What you have to do: Put each line of the items below into a JSON array of strings, one string per line, and omit any blank lines.
>> begin Entries supplied
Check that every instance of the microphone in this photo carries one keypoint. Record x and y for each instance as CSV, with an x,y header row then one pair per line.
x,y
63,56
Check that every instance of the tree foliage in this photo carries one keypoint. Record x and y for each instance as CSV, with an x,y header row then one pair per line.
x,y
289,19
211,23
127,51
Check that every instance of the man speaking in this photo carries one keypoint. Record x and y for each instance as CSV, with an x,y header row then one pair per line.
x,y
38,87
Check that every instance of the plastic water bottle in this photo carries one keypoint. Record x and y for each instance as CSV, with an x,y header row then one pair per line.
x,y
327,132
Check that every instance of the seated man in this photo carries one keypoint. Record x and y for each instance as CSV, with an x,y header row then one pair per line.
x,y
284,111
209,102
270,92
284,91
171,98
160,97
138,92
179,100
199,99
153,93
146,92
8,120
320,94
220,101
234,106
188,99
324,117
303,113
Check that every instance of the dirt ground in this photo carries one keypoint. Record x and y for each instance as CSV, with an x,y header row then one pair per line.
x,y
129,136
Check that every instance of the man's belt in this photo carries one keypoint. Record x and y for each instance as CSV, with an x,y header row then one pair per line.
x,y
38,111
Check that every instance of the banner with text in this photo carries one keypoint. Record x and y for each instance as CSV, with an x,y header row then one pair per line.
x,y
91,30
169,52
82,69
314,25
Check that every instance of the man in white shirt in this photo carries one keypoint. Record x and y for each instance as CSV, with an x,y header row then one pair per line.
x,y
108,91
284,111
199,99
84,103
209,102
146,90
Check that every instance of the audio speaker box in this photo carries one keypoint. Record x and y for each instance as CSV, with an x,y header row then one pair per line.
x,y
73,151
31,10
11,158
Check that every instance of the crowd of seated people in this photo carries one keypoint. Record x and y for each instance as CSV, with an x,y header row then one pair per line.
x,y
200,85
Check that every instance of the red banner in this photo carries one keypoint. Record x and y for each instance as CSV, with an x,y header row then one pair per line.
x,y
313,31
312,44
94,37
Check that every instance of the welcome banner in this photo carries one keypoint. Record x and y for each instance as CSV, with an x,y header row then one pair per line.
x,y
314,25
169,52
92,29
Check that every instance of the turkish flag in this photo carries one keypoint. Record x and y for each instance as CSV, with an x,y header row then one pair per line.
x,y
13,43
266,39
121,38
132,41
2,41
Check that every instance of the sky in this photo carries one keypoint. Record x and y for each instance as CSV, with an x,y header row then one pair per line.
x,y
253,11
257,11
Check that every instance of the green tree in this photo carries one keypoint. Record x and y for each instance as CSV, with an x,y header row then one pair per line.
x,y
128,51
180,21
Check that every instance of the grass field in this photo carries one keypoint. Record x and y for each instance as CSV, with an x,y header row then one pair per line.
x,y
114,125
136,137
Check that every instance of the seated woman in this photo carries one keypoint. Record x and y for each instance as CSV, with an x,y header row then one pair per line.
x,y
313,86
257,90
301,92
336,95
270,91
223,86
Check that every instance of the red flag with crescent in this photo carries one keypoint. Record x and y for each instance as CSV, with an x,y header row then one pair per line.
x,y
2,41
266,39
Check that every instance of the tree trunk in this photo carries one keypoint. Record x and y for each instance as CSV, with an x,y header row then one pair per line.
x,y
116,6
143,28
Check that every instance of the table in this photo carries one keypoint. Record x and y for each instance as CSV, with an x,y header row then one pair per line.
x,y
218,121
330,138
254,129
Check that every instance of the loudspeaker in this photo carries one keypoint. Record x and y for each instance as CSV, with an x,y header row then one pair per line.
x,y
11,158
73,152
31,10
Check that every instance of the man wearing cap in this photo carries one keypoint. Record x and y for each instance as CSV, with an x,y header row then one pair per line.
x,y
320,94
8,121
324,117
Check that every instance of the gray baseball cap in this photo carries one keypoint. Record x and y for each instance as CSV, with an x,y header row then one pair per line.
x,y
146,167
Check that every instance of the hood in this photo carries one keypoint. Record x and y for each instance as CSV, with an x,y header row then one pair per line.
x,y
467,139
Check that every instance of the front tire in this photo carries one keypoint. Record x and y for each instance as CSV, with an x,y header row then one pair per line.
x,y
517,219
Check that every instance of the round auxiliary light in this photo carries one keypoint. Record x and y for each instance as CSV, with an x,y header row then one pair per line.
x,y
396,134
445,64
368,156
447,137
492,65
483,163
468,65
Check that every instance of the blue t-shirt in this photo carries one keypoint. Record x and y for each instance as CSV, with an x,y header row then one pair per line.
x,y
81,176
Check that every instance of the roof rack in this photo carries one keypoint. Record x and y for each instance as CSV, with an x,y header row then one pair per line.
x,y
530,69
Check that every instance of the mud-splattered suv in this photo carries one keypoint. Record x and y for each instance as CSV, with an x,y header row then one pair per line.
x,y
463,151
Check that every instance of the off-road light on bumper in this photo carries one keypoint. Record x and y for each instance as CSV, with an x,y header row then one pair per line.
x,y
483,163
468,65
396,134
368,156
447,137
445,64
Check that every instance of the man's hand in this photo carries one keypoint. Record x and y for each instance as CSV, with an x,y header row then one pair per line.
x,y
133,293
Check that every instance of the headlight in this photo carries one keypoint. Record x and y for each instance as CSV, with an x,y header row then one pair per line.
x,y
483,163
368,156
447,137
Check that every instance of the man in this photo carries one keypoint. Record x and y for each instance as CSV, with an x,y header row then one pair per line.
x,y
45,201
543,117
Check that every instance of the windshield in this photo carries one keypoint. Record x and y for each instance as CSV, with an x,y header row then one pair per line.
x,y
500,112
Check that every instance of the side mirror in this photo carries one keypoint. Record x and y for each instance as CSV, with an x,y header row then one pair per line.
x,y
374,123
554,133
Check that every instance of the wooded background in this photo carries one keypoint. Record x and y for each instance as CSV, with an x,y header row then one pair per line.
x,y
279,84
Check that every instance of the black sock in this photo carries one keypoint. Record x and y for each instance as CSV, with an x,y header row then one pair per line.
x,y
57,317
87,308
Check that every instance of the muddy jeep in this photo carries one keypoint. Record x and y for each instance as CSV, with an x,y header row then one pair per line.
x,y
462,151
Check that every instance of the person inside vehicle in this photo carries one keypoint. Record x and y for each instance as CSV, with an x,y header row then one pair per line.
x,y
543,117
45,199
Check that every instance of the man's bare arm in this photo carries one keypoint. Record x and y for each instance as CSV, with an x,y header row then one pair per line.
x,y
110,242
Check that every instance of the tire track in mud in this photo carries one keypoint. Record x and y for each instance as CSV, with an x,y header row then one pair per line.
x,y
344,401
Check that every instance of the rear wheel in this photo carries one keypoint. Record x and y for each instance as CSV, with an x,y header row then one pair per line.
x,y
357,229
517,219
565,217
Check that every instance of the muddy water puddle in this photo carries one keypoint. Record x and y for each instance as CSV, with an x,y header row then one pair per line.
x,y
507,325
>> end Entries supplied
Response below:
[
  "Check that every instance of the microphone in this photo carries one keypoint. Record x and y for each instance as CSV, with an x,y header row then one pair per line.",
  "x,y",
  "63,56",
  "Check that every instance of the tree foliage in this photo carries one keypoint. Record x and y for each instance as CSV, with an x,y header row then one pair per line.",
  "x,y",
  "289,19",
  "211,23",
  "127,51",
  "Check that every instance of the man speaking in this photo carries one keypoint. Record x and y for each instance as CSV, with an x,y header row then one pair per line.",
  "x,y",
  "38,87",
  "Check that every instance of the plastic water bottle in this photo carries one keypoint. Record x and y for each instance as CSV, with an x,y header row then one pair per line.",
  "x,y",
  "327,132",
  "Check that every instance of the seated man in this photo carries one keypoint. Record x and y for each instance as CSV, with an x,y header row then one pair per line.",
  "x,y",
  "284,111",
  "209,102",
  "270,92",
  "284,91",
  "171,98",
  "160,97",
  "138,92",
  "179,100",
  "199,99",
  "153,93",
  "146,92",
  "8,120",
  "320,94",
  "220,101",
  "234,106",
  "188,99",
  "324,117",
  "303,113",
  "Check that every instance of the dirt ground in this photo carries one keypoint. Record x and y for each instance as CSV, with an x,y header row then one pair per line.",
  "x,y",
  "129,136",
  "Check that every instance of the man's belt in this photo carries one keypoint. Record x and y for each instance as CSV, with an x,y header row then one pair per line.",
  "x,y",
  "38,111",
  "Check that every instance of the banner with text in this photo carries one keypoint. Record x and y for each instance as CSV, with an x,y header row then one pair per line.",
  "x,y",
  "91,30",
  "169,52",
  "82,69",
  "314,25",
  "Check that every instance of the man in white shirt in this photo carries one keypoint. Record x and y for each instance as CSV, with an x,y header row then one pair per line.",
  "x,y",
  "108,91",
  "284,111",
  "199,99",
  "84,103",
  "209,102",
  "146,90",
  "Check that every instance of the audio speaker box in this photo carries one keypoint. Record x and y for each instance as CSV, with an x,y header row then one pair per line.",
  "x,y",
  "73,151",
  "31,10",
  "11,158",
  "Check that every instance of the crowd of seated people in this photo carries one keypoint. Record x and y for each instance as CSV, with an x,y header row then one pair per line.",
  "x,y",
  "200,85",
  "Check that every instance of the red banner in this photo carries one keypoint. Record x and y for each instance as CSV, with an x,y header row then one pair per line.",
  "x,y",
  "313,31",
  "312,44",
  "94,37",
  "Check that every instance of the welcome banner in this photo carries one keypoint. Record x and y for each instance as CSV, with an x,y header row then one pair per line.",
  "x,y",
  "314,25",
  "169,52",
  "92,29",
  "Check that every instance of the turkish flag in this photo carries one keypoint. Record x and y for each instance as CSV, with an x,y header row then one pair per line.",
  "x,y",
  "13,43",
  "266,39",
  "121,38",
  "132,41",
  "2,41",
  "Check that every instance of the sky in this photo carries one keypoint. Record x and y for each instance as CSV, with an x,y header row then one pair per line.",
  "x,y",
  "253,11",
  "257,11",
  "Check that every instance of the green tree in this photo carries one keypoint. Record x and y for each instance as CSV, with an x,y header row then one pair per line.",
  "x,y",
  "128,51",
  "180,21",
  "Check that every instance of the grass field in this photo carries one keypoint. Record x and y for each instance as CSV, with an x,y header row then one pair per line.",
  "x,y",
  "114,125",
  "136,137",
  "Check that every instance of the seated woman in this photo carries one keypoint. Record x and y for each instance as CSV, with an x,y header row then one pair per line.",
  "x,y",
  "313,86",
  "257,90",
  "301,92",
  "336,95",
  "270,91",
  "223,86",
  "Check that every instance of the red flag with crescent in this photo carries one keypoint. Record x and y for each instance as CSV, with an x,y header row then one pair per line.",
  "x,y",
  "2,41",
  "266,39",
  "Check that every instance of the tree trunk in this photo carries one keypoint. Record x and y for each instance as CSV, with an x,y header row then one pair per line.",
  "x,y",
  "116,6",
  "143,28",
  "Check that every instance of the table in this photo carries one keypoint. Record x and y for each instance as CSV, with an x,y header row then one pair per line.",
  "x,y",
  "218,121",
  "330,138",
  "254,129",
  "Check that every instance of the loudspeaker in this photo carries one keypoint. Record x and y for each instance as CSV, with an x,y header row then one pair per line.",
  "x,y",
  "11,158",
  "73,152",
  "31,10",
  "Check that every instance of the man wearing cap in this photo carries one keypoint. Record x and y for each instance as CSV, with an x,y header row then one pair per line.",
  "x,y",
  "320,94",
  "8,121",
  "324,117",
  "Check that every instance of the gray baseball cap in this photo carries one keypoint. Record x and y for each instance as CSV, with an x,y header row then one pair per line.",
  "x,y",
  "146,167",
  "Check that every instance of the hood in this photo carries one keypoint. Record x and y for each instance as CSV, with an x,y header row then one pair per line.",
  "x,y",
  "467,139",
  "Check that every instance of the front tire in this photo carries one keypoint. Record x and y for each instance as CSV, with an x,y header row then one pair per line.",
  "x,y",
  "517,219",
  "Check that every instance of the round auxiliary light in this photo carries one keypoint. Record x and y for each instance as CSV, with an x,y header row then one pair per line.",
  "x,y",
  "396,134",
  "445,64",
  "368,156",
  "447,137",
  "492,65",
  "483,163",
  "468,65",
  "Check that every instance of the blue t-shirt in this photo carries one keypoint. Record x and y for each instance as CSV, with an x,y header row then one pair per line.",
  "x,y",
  "81,176",
  "Check that every instance of the roof rack in this photo carries one keypoint. Record x and y for each instance as CSV, with an x,y header row then one pair per line.",
  "x,y",
  "530,69",
  "Check that every instance of the mud-splattered suv in this photo carries one keypoint. Record x and y for each instance as CSV, with an x,y header row then one pair per line.",
  "x,y",
  "463,151",
  "Check that every instance of the off-road light on bumper in this photo carries one keypoint. Record x and y for each instance as CSV, with an x,y header row then one pair per line.",
  "x,y",
  "483,163",
  "468,65",
  "396,134",
  "368,156",
  "447,137",
  "445,64",
  "Check that every instance of the man's hand in this photo carries one keypoint. Record x and y for each instance as CSV, with an x,y header row then one pair per line.",
  "x,y",
  "133,293",
  "Check that every instance of the headlight in this photo carries one keypoint. Record x and y for each instance as CSV, with an x,y header row then one pair per line.",
  "x,y",
  "483,163",
  "368,156",
  "447,137",
  "Check that every instance of the man in this photo carries one keypoint. Record x and y for each instance as CSV, with an x,y header row then one pair per line.",
  "x,y",
  "45,201",
  "543,117",
  "Check that every instance of the windshield in this photo carries one keypoint. Record x and y for each instance as CSV, with an x,y header row then one pair per line.",
  "x,y",
  "500,112",
  "Check that every instance of the side mirror in this photo carries one keypoint. Record x and y for each instance as CSV, with an x,y header row then one pair per line.",
  "x,y",
  "374,123",
  "554,133",
  "Check that every instance of the wooded background in this photo carries one keypoint. Record x and y for each instance as CSV, with an x,y header row then one pair per line.",
  "x,y",
  "279,84",
  "Check that every instance of the black sock in this photo carries one keypoint. Record x and y for each instance as CSV, with an x,y header row then one pair per line.",
  "x,y",
  "57,317",
  "87,308",
  "Check that every instance of the muddy jeep in this photo carries one keypoint. Record x and y for each instance as CSV, with an x,y header row then one pair per line.",
  "x,y",
  "462,151",
  "Check that every instance of the person inside vehicle in this photo carries one keypoint. Record x and y for each instance as CSV, with an x,y header row then one pair per line.",
  "x,y",
  "543,117",
  "45,199",
  "Check that every instance of the man's bare arm in this photo carries one keypoint. Record x and y for each instance as CSV, with an x,y header row then one pair per line.",
  "x,y",
  "110,242",
  "Check that every instance of the tire track in mud in this photo carries one keypoint. Record x and y for each instance as CSV, with an x,y header row then one pair per line.",
  "x,y",
  "344,401",
  "Check that every instance of the rear wheel in this photo carries one keypoint. Record x and y for each instance as CSV, with an x,y header row then one pair per line.",
  "x,y",
  "357,229",
  "517,219",
  "565,217",
  "Check that every instance of the muddy water puddle in this photo carries one keypoint. Record x and y for each instance as CSV, with an x,y header row then one pair per line.",
  "x,y",
  "507,325"
]